**Given task a:**
Shorten the paragraph of the essay on London and the monarchy that begins "I haven't yet met a princess or prince" into a list, keeping its main facts.

**Source extract:**

○ ○ ○

I haven’t yet met a princess or prince, but I do see the Queen everywhere; her face is on all the money. Her portrait even appears on the stamps I use to send postcards. I once got lost while cycling through London and only recognized where I was once I arrived at her home. Most of the major landmarks in London have some sort of political origin. Big Ben is part of the Houses of Parliament, where the legislative body convenes. Coronations and the royal weddings take place and are memorialized at Westminster Abbey. The changing of the guard ceremony takes place outside the Queens official residence, BuckinghamPalace, and from the London Eye you can look out over all of the politically significant historical sites.
Even though the history of Britain and it’s landmarks focuses on the monarchy, anthemic renditions of “God Save the Queen” are sung as the national anthem at most sporting events here, and, as highlighted by her recent trip to Australia, the Queen is still head of state of many parts of a once massive and imperialistic empire, the dregs of monarchy that persist are not of day to day consequence.

○ ○ ○

**Stored records:**
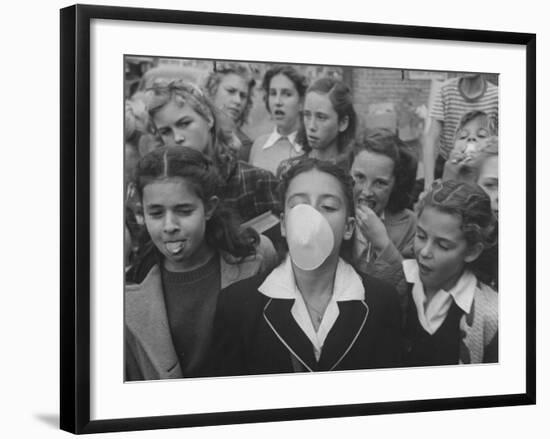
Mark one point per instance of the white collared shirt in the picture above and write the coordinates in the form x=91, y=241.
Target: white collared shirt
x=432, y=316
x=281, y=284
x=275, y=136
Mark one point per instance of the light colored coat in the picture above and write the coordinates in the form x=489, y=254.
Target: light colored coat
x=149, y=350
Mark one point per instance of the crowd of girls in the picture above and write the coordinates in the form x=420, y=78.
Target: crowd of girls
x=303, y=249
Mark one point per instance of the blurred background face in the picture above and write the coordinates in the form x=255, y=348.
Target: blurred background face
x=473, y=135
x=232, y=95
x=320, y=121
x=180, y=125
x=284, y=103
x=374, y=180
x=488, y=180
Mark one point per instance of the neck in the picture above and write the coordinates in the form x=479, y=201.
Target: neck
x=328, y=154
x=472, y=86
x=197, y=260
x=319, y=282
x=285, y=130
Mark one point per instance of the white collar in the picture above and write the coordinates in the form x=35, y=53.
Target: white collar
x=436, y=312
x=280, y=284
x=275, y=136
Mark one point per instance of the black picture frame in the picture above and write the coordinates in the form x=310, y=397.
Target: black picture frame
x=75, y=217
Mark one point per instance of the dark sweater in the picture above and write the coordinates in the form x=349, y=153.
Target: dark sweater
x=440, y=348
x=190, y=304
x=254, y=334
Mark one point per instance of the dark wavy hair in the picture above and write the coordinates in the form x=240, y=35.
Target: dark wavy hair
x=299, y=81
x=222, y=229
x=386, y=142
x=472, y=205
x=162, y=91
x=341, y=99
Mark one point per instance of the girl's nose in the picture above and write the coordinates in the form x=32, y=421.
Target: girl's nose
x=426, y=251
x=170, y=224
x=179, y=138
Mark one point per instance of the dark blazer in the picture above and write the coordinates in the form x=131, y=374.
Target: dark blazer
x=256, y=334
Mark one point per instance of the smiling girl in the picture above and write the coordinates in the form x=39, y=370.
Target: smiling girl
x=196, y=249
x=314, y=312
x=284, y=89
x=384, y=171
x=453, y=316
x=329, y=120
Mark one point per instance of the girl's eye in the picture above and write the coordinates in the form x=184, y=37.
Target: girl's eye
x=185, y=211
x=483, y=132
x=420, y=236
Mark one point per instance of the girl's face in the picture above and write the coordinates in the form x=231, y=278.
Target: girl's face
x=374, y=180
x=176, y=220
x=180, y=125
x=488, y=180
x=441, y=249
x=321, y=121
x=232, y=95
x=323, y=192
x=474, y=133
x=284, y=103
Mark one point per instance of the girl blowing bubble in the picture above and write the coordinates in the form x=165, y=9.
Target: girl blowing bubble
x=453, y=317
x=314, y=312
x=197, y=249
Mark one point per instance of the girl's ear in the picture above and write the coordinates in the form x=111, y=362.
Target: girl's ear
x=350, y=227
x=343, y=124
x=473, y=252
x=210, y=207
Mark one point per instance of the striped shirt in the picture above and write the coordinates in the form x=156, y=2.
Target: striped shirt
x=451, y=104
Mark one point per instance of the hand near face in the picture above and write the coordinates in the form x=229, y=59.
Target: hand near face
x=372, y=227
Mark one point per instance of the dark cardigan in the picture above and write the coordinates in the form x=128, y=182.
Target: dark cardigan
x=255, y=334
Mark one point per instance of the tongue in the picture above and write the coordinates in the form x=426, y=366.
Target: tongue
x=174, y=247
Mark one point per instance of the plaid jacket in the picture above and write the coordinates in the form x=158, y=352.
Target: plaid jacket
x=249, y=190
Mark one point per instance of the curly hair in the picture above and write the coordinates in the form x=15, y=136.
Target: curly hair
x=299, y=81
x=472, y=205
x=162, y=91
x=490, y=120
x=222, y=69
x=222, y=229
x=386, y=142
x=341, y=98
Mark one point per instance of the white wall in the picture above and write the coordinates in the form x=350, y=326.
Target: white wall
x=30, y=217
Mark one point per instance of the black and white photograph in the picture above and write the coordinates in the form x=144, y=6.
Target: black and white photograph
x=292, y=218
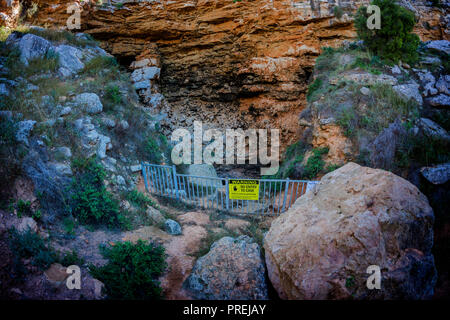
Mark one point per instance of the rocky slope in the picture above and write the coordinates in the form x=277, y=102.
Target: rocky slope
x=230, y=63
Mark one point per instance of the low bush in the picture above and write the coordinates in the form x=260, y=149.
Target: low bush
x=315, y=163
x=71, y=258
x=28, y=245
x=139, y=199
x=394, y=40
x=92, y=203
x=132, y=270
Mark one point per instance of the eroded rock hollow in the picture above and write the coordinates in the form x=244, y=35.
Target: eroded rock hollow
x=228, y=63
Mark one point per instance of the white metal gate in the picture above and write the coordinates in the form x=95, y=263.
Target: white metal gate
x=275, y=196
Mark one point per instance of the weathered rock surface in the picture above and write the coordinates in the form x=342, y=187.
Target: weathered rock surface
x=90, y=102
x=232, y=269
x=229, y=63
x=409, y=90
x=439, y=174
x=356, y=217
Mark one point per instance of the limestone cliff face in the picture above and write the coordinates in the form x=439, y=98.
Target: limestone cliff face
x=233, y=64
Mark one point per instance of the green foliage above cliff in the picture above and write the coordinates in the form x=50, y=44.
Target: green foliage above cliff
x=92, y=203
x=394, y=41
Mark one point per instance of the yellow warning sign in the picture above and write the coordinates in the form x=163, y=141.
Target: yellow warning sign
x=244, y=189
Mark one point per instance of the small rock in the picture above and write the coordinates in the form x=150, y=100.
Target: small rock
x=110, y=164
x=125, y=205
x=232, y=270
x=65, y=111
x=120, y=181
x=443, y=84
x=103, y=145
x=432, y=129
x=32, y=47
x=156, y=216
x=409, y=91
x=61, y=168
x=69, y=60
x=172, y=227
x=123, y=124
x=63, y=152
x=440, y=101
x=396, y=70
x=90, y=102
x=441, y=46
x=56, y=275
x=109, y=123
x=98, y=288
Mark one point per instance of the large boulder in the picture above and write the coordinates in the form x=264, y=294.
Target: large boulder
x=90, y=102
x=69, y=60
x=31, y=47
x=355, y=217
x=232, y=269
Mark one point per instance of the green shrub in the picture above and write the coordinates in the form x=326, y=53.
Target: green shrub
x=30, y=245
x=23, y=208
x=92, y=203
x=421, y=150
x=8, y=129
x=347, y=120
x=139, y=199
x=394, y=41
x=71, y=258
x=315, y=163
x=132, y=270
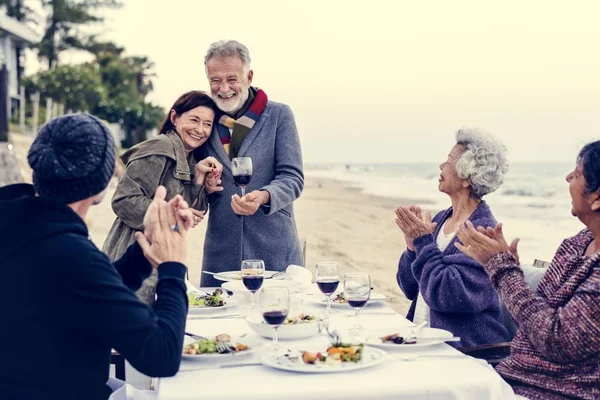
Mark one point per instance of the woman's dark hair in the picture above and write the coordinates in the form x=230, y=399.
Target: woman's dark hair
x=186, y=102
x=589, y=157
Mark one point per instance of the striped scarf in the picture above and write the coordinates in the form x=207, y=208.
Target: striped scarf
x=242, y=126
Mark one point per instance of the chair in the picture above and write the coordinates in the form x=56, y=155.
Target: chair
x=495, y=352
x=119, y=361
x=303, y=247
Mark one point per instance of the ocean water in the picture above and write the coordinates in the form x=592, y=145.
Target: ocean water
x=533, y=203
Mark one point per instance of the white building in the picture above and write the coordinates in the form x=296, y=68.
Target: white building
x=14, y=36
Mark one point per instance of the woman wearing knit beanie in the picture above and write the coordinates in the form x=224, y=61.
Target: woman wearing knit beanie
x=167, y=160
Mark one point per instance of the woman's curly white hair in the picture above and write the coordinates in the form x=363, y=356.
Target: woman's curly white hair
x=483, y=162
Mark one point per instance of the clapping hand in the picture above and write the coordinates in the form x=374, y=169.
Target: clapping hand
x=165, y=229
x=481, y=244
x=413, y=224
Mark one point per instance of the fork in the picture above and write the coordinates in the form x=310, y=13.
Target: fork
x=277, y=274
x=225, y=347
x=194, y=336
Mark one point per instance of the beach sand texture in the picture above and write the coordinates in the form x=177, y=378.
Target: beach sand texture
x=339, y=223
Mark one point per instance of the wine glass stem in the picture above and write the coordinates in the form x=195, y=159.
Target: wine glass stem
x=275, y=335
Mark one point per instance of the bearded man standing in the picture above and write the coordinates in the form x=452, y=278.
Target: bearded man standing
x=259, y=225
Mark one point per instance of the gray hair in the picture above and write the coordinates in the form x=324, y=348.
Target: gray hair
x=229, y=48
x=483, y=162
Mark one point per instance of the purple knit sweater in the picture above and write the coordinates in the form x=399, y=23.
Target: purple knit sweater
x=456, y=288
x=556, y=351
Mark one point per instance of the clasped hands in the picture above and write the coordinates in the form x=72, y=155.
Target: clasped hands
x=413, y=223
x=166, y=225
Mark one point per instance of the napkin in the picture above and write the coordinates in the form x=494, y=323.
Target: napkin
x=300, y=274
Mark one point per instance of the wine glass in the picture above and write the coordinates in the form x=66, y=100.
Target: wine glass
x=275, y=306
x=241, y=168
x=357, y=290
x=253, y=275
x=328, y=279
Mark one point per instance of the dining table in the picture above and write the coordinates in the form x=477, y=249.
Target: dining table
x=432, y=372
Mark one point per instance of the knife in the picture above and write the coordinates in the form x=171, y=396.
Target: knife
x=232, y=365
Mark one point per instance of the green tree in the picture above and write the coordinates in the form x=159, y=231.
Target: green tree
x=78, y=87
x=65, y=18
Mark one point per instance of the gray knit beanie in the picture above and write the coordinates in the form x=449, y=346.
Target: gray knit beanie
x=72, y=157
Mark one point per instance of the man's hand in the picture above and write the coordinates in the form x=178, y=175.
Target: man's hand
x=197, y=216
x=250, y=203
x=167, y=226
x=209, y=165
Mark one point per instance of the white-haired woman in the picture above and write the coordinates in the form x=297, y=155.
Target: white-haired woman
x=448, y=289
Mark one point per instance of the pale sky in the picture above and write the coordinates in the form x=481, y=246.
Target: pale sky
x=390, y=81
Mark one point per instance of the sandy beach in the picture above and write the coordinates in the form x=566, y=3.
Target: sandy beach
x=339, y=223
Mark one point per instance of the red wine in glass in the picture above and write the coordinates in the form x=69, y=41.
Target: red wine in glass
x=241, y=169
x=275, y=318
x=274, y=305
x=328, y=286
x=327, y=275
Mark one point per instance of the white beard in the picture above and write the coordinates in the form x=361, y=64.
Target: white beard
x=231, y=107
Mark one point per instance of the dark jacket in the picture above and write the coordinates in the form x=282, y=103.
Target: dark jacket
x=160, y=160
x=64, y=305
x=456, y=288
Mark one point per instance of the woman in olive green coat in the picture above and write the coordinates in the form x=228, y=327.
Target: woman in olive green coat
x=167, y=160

○ ○ ○

**Given task b:**
In the rows, turn everything from the line with "Mark one point per instance of the knife" to the line with "x=448, y=289" into a numbered list, leaving out blank lines.

**Response a:**
- The writer hasn't met a prince or princess but sees the Queen everywhere: her face is on all the money and on the stamps used for postcards.
- After once getting lost while cycling through London, the writer only recognized the location on arriving at her home.
- Most major London landmarks have some political origin:
  - Big Ben is part of the Houses of Parliament, where the legislative body meets.
  - Coronations and royal weddings take place and are memorialized at Westminster Abbey.
  - The changing of the guard ceremony takes place outside Buckingham Palace, the Queen's official residence.
  - From the London Eye you can look out over all the politically significant historical sites.

**Response b:**
1. Mark one point per instance of the knife in the picture above and write the coordinates in the form x=171, y=396.
2. Target: knife
3. x=232, y=365
4. Mark one point per instance of the green tree in the picture above and write the coordinates in the form x=159, y=231.
5. Target: green tree
6. x=78, y=87
7. x=65, y=18
8. Mark one point per instance of the gray knit beanie in the picture above and write the coordinates in the form x=449, y=346.
9. Target: gray knit beanie
10. x=72, y=157
11. Mark one point per instance of the man's hand in the picture above and write the coordinates in the form x=178, y=175.
12. Target: man's hand
13. x=197, y=216
14. x=250, y=203
15. x=167, y=226
16. x=209, y=165
17. Mark one point per instance of the white-haired woman in the picture above and write the coordinates in the form x=297, y=155.
18. Target: white-haired woman
19. x=448, y=289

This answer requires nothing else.